Data lines →
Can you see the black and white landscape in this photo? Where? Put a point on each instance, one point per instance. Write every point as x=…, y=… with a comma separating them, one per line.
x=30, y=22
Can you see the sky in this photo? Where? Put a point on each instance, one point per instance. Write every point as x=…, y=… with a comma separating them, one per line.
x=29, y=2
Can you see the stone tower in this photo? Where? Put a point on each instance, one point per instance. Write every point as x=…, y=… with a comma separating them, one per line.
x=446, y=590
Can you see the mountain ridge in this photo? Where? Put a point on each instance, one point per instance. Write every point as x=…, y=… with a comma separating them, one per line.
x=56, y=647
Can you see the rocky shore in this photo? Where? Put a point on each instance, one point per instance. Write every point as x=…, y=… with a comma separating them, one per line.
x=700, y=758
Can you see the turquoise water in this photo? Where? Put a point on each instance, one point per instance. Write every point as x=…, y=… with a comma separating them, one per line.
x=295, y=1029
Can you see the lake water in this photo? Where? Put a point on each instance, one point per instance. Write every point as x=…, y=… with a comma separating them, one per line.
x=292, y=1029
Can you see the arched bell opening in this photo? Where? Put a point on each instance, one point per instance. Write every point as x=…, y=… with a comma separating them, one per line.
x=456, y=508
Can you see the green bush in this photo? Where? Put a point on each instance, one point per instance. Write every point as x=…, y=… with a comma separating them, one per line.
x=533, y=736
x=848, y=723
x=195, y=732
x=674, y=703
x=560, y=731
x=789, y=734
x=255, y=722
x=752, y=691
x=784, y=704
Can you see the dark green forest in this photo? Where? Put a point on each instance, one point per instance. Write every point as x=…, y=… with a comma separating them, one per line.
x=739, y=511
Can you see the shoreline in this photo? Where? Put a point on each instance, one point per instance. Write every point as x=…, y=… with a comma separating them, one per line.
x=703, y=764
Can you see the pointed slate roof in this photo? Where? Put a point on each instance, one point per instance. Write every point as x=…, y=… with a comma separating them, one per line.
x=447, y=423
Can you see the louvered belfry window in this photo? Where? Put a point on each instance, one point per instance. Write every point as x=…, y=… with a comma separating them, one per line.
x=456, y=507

To do →
Return the rows unchanged, from the first line through the line that contains "x=295, y=1029", with both ends included.

Solution to the problem →
Can you see the black and white landscape in this photo? Where? Put a point on each instance, one point per instance. Write every point as x=…, y=… with a comma separating them, one per line.
x=30, y=22
Can you see the sky in this photo? Where? Put a point on each instance, one point per instance. Write every point as x=…, y=… with a comma separating them, one per line.
x=29, y=2
Can you see the stone tower in this photo? Where? Put a point on each instance, one point per instance. Write every point as x=…, y=… with a comma separating them, one per line.
x=446, y=590
Can you see the mountain ridge in this photo? Where? Put a point on each instance, one point per instance. Write every point as x=…, y=… with a comma separating them, one per line.
x=56, y=647
Can you see the rocky shore in this photo? Where? Put a point on each instance, one point per instance. Write every point as x=…, y=… with a comma separating them, one per line.
x=700, y=758
Can you see the turquoise water in this photo? Where? Put a point on each instance, one point per instance. Write every point as x=…, y=… with a comma separating them, one per line.
x=295, y=1029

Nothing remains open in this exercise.